:: WHAT YOU WILL DO ::
Gather every line in the items below that contains the word "tray" and copy each one in full. Case counts.

========

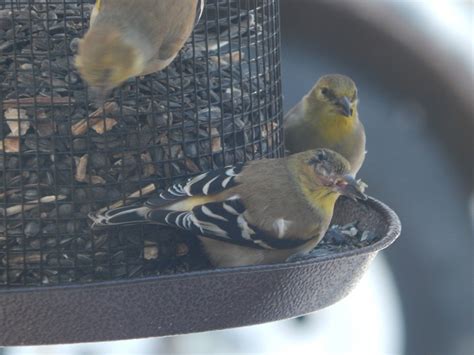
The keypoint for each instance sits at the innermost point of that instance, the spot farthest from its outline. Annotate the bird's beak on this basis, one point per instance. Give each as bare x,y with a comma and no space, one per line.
349,187
345,106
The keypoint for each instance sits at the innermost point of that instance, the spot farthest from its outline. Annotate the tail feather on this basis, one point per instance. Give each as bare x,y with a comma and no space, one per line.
120,216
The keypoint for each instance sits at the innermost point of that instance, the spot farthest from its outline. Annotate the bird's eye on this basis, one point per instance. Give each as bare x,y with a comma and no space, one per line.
321,156
354,97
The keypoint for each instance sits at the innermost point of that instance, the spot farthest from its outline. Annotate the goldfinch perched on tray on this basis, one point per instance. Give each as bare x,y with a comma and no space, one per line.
129,38
327,117
257,212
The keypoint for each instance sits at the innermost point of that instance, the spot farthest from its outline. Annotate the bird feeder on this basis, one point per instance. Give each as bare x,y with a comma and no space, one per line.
63,156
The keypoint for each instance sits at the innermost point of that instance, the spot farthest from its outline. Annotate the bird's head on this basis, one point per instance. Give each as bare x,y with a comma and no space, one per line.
335,95
332,172
105,60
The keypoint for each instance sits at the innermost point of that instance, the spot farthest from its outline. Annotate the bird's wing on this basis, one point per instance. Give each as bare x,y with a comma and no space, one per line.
95,11
224,221
205,184
200,10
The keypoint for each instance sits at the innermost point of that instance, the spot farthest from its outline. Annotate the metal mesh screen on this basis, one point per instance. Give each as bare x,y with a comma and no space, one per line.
61,156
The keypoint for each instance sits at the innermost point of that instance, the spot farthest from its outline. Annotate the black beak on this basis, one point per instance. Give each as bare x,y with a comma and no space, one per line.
345,106
351,188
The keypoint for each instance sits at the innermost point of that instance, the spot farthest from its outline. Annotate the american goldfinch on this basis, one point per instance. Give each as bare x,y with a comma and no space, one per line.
129,38
254,213
327,118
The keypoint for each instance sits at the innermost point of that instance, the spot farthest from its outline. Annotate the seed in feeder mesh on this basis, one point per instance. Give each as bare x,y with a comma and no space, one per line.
38,100
150,250
148,166
13,210
216,140
81,168
80,127
182,249
10,145
17,120
228,58
105,125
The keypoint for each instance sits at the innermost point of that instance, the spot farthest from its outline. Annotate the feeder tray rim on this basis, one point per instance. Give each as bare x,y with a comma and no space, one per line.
393,231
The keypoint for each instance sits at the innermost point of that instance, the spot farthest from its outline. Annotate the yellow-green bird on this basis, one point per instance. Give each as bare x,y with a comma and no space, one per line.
129,38
327,117
257,212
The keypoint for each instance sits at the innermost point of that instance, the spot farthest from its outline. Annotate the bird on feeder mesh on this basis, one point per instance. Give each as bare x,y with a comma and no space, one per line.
327,117
258,212
129,38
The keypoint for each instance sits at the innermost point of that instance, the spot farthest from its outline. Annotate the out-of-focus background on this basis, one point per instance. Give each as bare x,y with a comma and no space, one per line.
413,62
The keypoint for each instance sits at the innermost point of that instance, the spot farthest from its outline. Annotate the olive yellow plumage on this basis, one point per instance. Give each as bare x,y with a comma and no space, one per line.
129,38
254,213
327,117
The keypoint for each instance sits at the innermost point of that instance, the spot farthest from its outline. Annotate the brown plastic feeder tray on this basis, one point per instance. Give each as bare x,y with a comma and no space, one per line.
195,301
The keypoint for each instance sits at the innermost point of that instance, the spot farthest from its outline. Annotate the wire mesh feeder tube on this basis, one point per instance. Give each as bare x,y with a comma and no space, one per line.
61,156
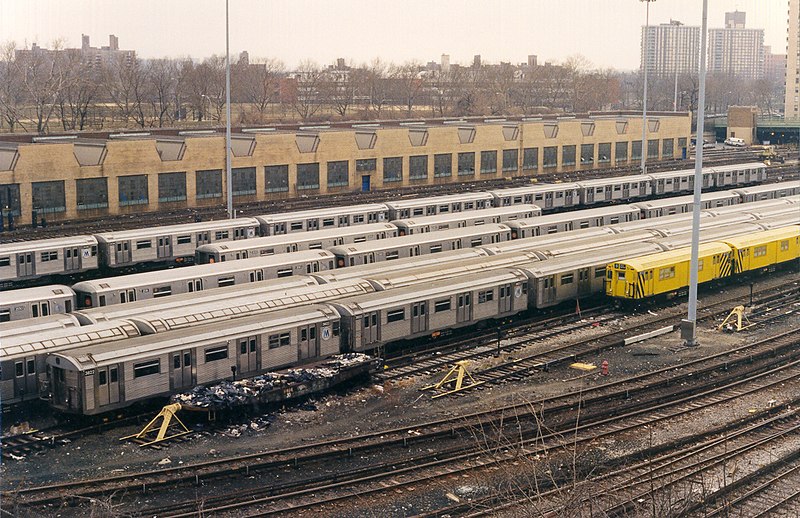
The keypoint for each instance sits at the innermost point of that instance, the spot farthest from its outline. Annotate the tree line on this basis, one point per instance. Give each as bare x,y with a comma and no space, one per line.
57,91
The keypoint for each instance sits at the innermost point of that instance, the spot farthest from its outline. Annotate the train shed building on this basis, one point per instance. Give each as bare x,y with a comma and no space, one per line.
92,175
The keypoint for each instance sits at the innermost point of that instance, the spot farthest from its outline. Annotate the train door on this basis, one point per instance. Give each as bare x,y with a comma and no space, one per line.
548,291
584,282
72,259
25,377
25,266
123,252
419,317
107,388
164,247
248,355
505,301
369,331
464,308
182,370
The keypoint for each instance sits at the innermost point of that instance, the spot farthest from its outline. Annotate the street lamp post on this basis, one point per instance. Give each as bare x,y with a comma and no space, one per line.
689,326
644,96
228,173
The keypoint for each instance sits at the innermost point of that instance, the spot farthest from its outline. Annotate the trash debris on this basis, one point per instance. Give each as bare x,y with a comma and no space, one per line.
230,394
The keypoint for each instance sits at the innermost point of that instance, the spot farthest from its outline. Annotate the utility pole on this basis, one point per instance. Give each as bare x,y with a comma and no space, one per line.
228,172
689,326
644,96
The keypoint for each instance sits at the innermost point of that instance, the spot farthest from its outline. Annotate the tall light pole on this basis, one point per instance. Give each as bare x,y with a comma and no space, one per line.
644,96
228,172
689,326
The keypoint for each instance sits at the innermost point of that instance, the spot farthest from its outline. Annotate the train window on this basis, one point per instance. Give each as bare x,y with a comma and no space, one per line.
216,353
160,291
441,305
395,315
226,281
146,368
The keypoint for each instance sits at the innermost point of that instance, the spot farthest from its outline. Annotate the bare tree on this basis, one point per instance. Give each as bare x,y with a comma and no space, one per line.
307,99
11,92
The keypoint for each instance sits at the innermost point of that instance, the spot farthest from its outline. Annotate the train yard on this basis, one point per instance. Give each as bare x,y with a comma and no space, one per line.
575,396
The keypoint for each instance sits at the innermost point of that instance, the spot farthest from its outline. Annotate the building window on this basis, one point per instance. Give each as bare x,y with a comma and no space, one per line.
587,154
208,184
530,159
171,187
338,173
216,353
652,148
550,157
276,178
418,167
568,155
146,368
393,169
666,148
366,165
604,153
308,176
636,150
510,160
466,164
443,165
621,152
132,190
488,162
243,180
48,197
92,193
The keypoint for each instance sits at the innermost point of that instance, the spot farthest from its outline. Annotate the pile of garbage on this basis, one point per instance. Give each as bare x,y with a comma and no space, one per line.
230,394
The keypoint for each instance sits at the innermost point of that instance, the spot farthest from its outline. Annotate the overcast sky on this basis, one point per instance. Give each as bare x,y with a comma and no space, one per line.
607,32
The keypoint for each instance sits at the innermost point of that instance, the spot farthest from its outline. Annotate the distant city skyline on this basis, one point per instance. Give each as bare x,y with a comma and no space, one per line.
606,32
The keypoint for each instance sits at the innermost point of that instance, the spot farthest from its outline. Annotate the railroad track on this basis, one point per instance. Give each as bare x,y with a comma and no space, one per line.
347,448
190,215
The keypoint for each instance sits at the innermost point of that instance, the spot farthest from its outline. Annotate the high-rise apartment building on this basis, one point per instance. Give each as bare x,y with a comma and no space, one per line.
792,100
736,50
669,48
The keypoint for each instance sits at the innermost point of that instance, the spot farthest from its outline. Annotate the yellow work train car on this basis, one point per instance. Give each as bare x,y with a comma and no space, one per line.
765,249
666,272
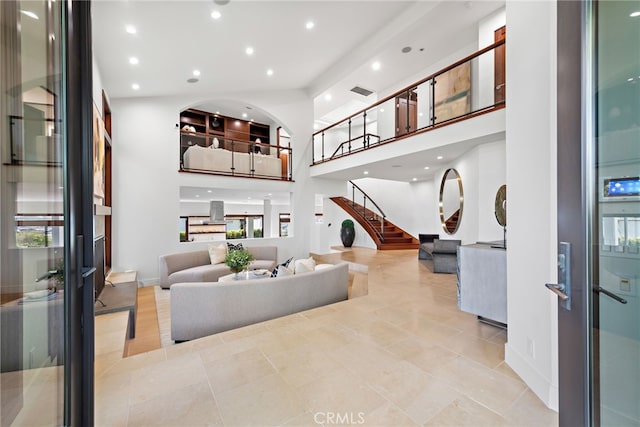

========

:: EXERCISE OUTPUT ::
The keypoint for each instance sits at the innermost point of that instance, the spot farthest from its outline. Annotate the goldfinch perched on tray on this basis, one point per instance. Give each as bare x,y with a comma and no space, one per line.
The keypoint for each instance sits at the innermost point of that instance, the spot farthest from its outline. Annotate the feeder tray rim on this basis, one point per instance. Give each as bare x,y with a comma and no space, one per line.
The keypoint for each instance sits at the innermost point of that instance, the spot farthest from its outline. Annotate the brown plastic feeder tray on this basis, one point per instance. Give each as bare x,y with a comma and no space, one per line.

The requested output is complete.